--- Выбранный фрагмент ---

Ответом на этот вопрос служит как раз деятельность Фесслера в качестве педагога в духовной академии, то есть роль не политическая, но педагогическая. Именно как педагог бывший католический монах оказывает не политическое, но идеологическое воздействие, о чём позже, весьма прочувствованно, скажет В. В. Зеньковский. «В русском масонстве формировались все основные черты будущей “передовой” интеллигенции – и на первом месте здесь стоял примат морали и сознание долга служить обществу, вообще практический идеализм» {348} . Первые русские конспирологи довольно точно, хотя, возможно, и интуитивно определили значение образования как мощного фактора формирования той социальной силы, которая неизбежно вступит в конфликт с существующим общественным порядком. Поэтому Пауллучи, говоря о масонстве, по необходимости должен был обращаться к университетским проблемам. Голицын практически целиком посвящает приложение к записке «О иллуменатстве в 1831 году» конспектам лекций университетских профессоров. С этой точки зрения первые русские конспирологи начала XIX века сумели парадигмально точно обозначить среду возникновения не только тайных обществ, но «теории заговора».

---

Что нужно сделать:
Ответьте по фрагменту выше на три вопроса:
1. Кем назван Фесслер, который оказывает идеологическое воздействие как педагог?
2. Чему Голицын практически целиком посвящает приложение к записке «О иллуменатстве в 1831 году»?
3. Что, по словам В. В. Зеньковского, стояло на первом месте среди черт будущей интеллигенции, формировавшихся в русском масонстве?

--- Исходные строки ---

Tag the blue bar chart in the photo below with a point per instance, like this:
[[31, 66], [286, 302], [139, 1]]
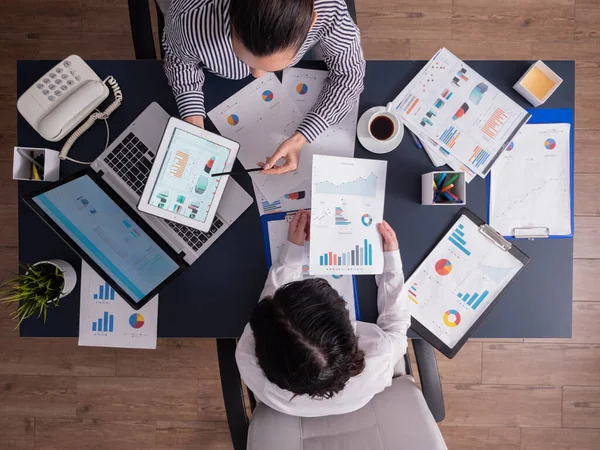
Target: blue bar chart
[[360, 255], [458, 239], [104, 324], [105, 292], [473, 300]]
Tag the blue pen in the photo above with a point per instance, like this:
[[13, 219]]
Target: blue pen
[[416, 140], [440, 180]]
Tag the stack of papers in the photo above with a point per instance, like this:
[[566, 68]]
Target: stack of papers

---

Ответ к заданию:
1. Бывшим католическим монахом.
2. Конспектам лекций университетских профессоров.
3. Примат морали и сознание долга служить обществу.